** WORK REQUEST **
Return the records word for word. Any pictures in them are not part of the copy.

** GIVEN INFORMATION **
+--

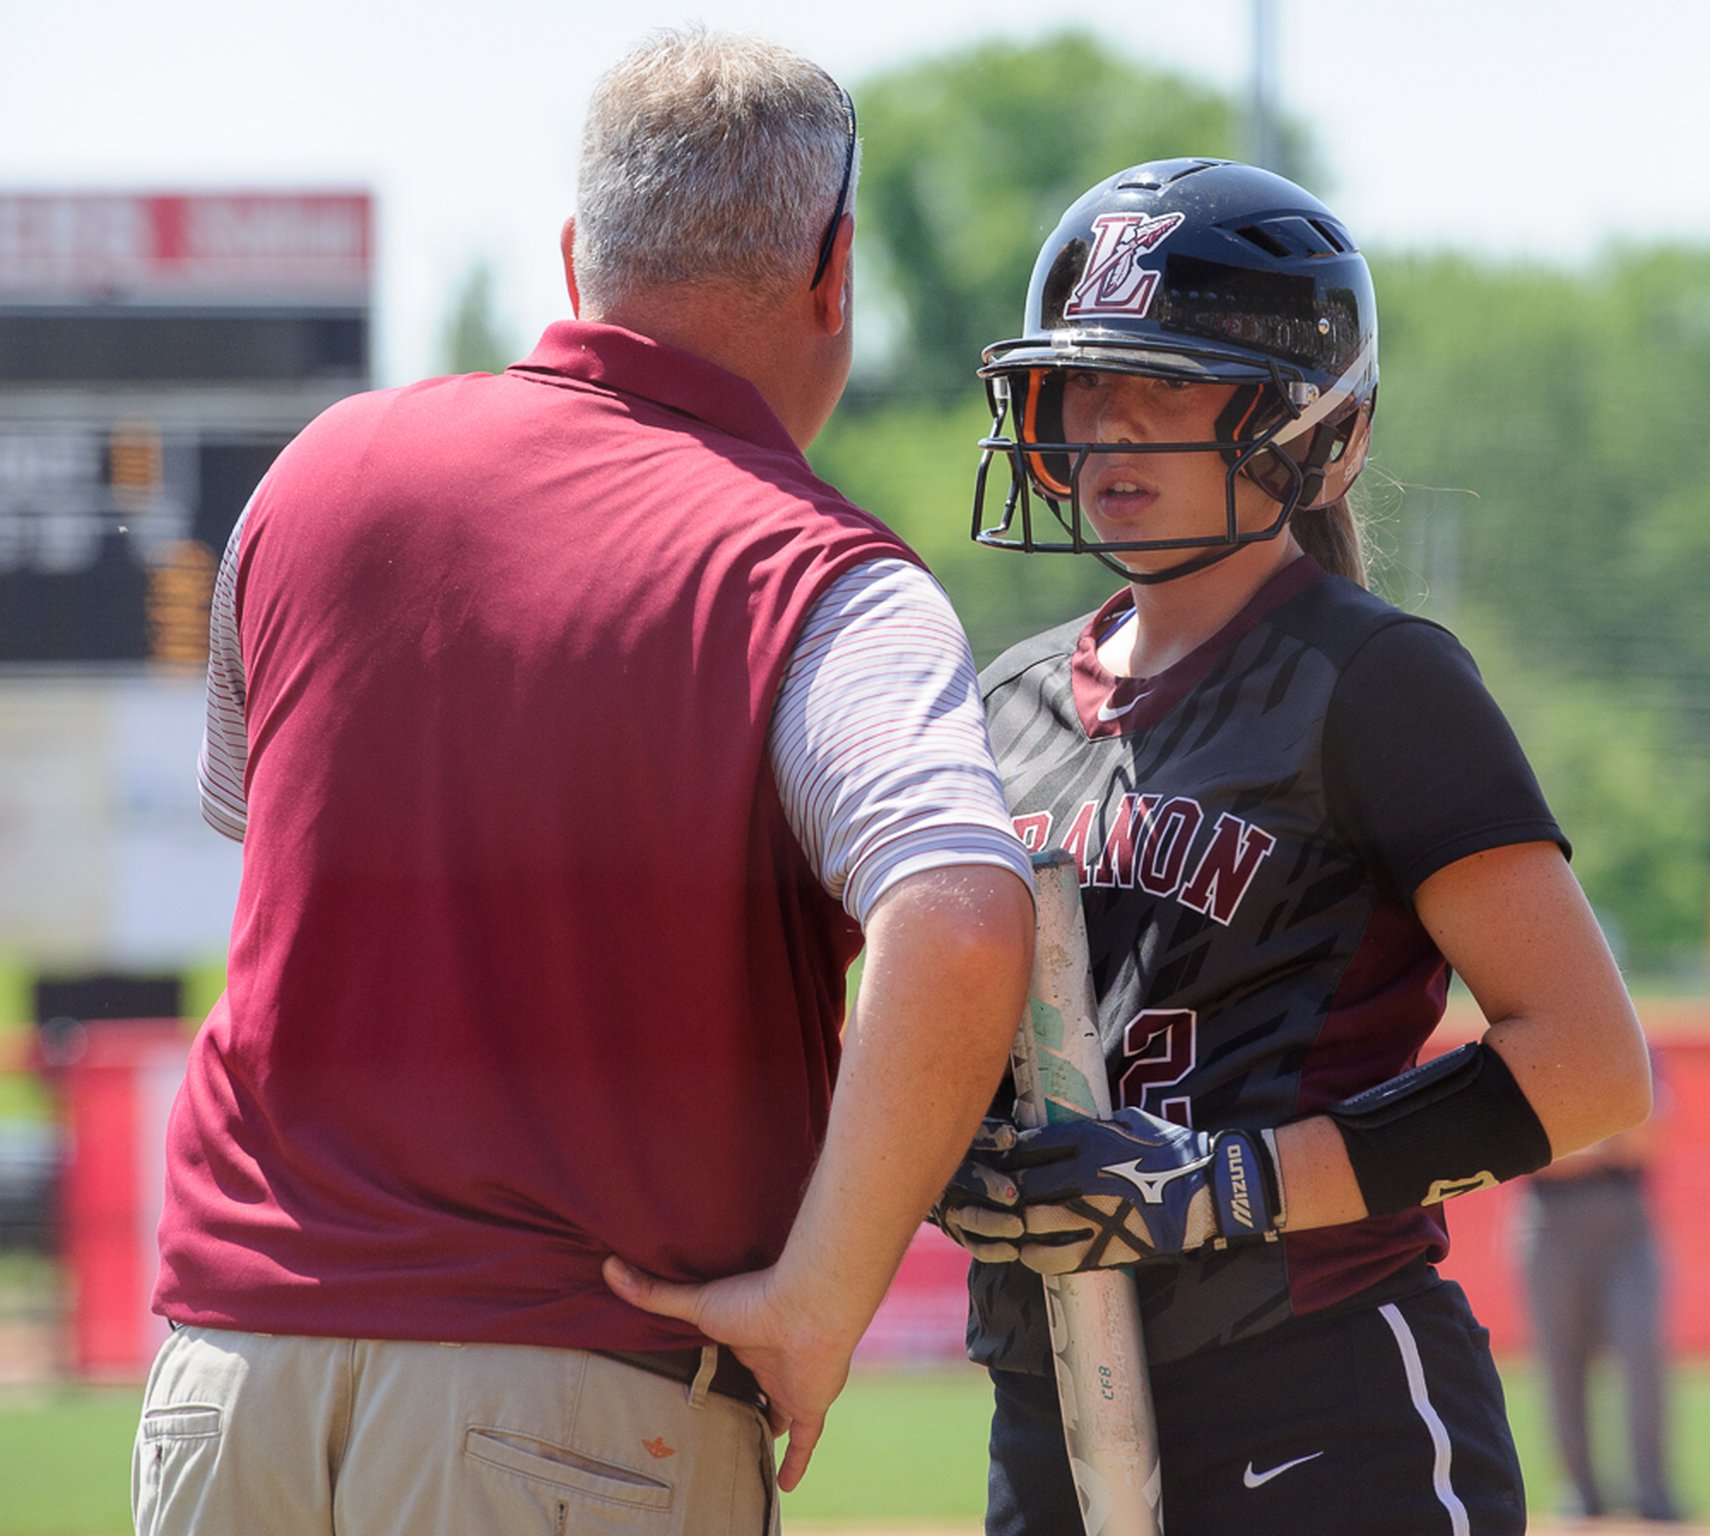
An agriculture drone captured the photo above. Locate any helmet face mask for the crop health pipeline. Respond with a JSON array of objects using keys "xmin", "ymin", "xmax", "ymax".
[{"xmin": 972, "ymin": 158, "xmax": 1377, "ymax": 583}]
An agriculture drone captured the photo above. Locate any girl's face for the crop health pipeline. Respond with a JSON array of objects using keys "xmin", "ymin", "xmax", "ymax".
[{"xmin": 1057, "ymin": 371, "xmax": 1279, "ymax": 569}]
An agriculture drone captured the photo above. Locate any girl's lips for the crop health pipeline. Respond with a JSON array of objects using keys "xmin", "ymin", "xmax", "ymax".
[{"xmin": 1087, "ymin": 477, "xmax": 1159, "ymax": 522}]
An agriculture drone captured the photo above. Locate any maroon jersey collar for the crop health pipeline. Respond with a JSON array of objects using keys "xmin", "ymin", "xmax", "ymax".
[
  {"xmin": 1071, "ymin": 554, "xmax": 1324, "ymax": 738},
  {"xmin": 507, "ymin": 320, "xmax": 803, "ymax": 458}
]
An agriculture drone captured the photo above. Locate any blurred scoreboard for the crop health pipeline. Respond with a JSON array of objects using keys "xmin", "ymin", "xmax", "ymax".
[
  {"xmin": 0, "ymin": 192, "xmax": 373, "ymax": 968},
  {"xmin": 0, "ymin": 190, "xmax": 372, "ymax": 665}
]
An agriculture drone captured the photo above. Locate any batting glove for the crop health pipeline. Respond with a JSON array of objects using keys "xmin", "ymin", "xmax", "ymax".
[
  {"xmin": 938, "ymin": 1108, "xmax": 1285, "ymax": 1273},
  {"xmin": 929, "ymin": 1118, "xmax": 1023, "ymax": 1248}
]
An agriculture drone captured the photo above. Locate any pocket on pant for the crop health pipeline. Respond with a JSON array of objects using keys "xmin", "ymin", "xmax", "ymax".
[
  {"xmin": 140, "ymin": 1405, "xmax": 223, "ymax": 1442},
  {"xmin": 466, "ymin": 1427, "xmax": 673, "ymax": 1512},
  {"xmin": 135, "ymin": 1405, "xmax": 224, "ymax": 1536}
]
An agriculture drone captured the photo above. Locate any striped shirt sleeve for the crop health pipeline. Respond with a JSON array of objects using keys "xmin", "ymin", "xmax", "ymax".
[
  {"xmin": 768, "ymin": 557, "xmax": 1033, "ymax": 927},
  {"xmin": 197, "ymin": 533, "xmax": 1032, "ymax": 917},
  {"xmin": 197, "ymin": 499, "xmax": 251, "ymax": 841}
]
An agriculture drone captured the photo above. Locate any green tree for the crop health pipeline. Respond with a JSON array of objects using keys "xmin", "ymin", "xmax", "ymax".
[
  {"xmin": 1447, "ymin": 614, "xmax": 1709, "ymax": 972},
  {"xmin": 1364, "ymin": 248, "xmax": 1710, "ymax": 971},
  {"xmin": 1370, "ymin": 246, "xmax": 1710, "ymax": 735},
  {"xmin": 441, "ymin": 260, "xmax": 520, "ymax": 376},
  {"xmin": 847, "ymin": 30, "xmax": 1319, "ymax": 403}
]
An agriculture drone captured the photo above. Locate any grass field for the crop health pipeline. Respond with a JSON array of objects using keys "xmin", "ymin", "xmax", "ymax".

+--

** RESPONSE FOR THIS EXERCISE **
An agriculture drone captured the photo above. Locate any helmet face mask for the crop health pipeline. Respond with a JSON array of objects using keys "xmin", "ymin", "xmax", "ymax".
[{"xmin": 972, "ymin": 158, "xmax": 1377, "ymax": 583}]
An agriculture drone captured the photo above. Locate any girl's face for the crop health pipeline. Respond with a JSON array of objects using keys "xmin", "ymin", "xmax", "ymax".
[{"xmin": 1057, "ymin": 371, "xmax": 1279, "ymax": 569}]
An agriculture drone captured the photo above. Locate any girl's lips for the crop health pipeline. Respond with a JSON array of objects using keys "xmin", "ymin", "xmax", "ymax".
[{"xmin": 1087, "ymin": 477, "xmax": 1159, "ymax": 522}]
An agriculture drone captured the photo above. Locate any maroon jersey collar for the crop health pipeline. Respond with a JSON array of objects using keys "xmin", "ymin", "xmax", "ymax".
[
  {"xmin": 1071, "ymin": 554, "xmax": 1324, "ymax": 738},
  {"xmin": 507, "ymin": 320, "xmax": 803, "ymax": 458}
]
An agriculture drone captured the photo above. Locate any blurred scoreboard for the crop health pipeline. Respond with a JSON array of objects using keys "xmin", "ymin", "xmax", "ymax".
[
  {"xmin": 0, "ymin": 192, "xmax": 373, "ymax": 968},
  {"xmin": 0, "ymin": 190, "xmax": 372, "ymax": 665}
]
An agriculture drone captured the photo above. Locate any batting glove for the crop health pipeline. Respond with a JSON array of objects using keys "xmin", "ymin", "xmax", "ymax".
[
  {"xmin": 938, "ymin": 1108, "xmax": 1285, "ymax": 1273},
  {"xmin": 929, "ymin": 1118, "xmax": 1023, "ymax": 1248}
]
An agriculture drone captured the photo above. Locate any pocket on pant for the crop health pipeline. Respond with a JSON array of objects using keys "xmin", "ymin", "xmax", "ymax".
[
  {"xmin": 140, "ymin": 1405, "xmax": 223, "ymax": 1442},
  {"xmin": 466, "ymin": 1427, "xmax": 673, "ymax": 1512},
  {"xmin": 135, "ymin": 1405, "xmax": 224, "ymax": 1536}
]
An agriculture drone captured the photo above. Locate any striped shirt sleeve for the crop health pipeline. Respond with a JSON array of objects using keys "xmin", "ymin", "xmax", "ymax".
[
  {"xmin": 768, "ymin": 557, "xmax": 1033, "ymax": 927},
  {"xmin": 197, "ymin": 533, "xmax": 1032, "ymax": 917},
  {"xmin": 197, "ymin": 499, "xmax": 251, "ymax": 841}
]
An agriculture drone captured the photo above. Locate any green tree for the crop health pipeline. Respond with a JSON array of objects using keys "xmin", "ymin", "xmax", "ymax".
[
  {"xmin": 1447, "ymin": 614, "xmax": 1709, "ymax": 972},
  {"xmin": 1364, "ymin": 248, "xmax": 1710, "ymax": 971},
  {"xmin": 1370, "ymin": 246, "xmax": 1710, "ymax": 735},
  {"xmin": 441, "ymin": 260, "xmax": 520, "ymax": 376},
  {"xmin": 847, "ymin": 30, "xmax": 1319, "ymax": 403}
]
An agriculture drone captured the photo above. Locate any grass field for the crop health pipeline. Respond with a JSON array of objects using keys "xmin", "ymin", "xmax", "ymax".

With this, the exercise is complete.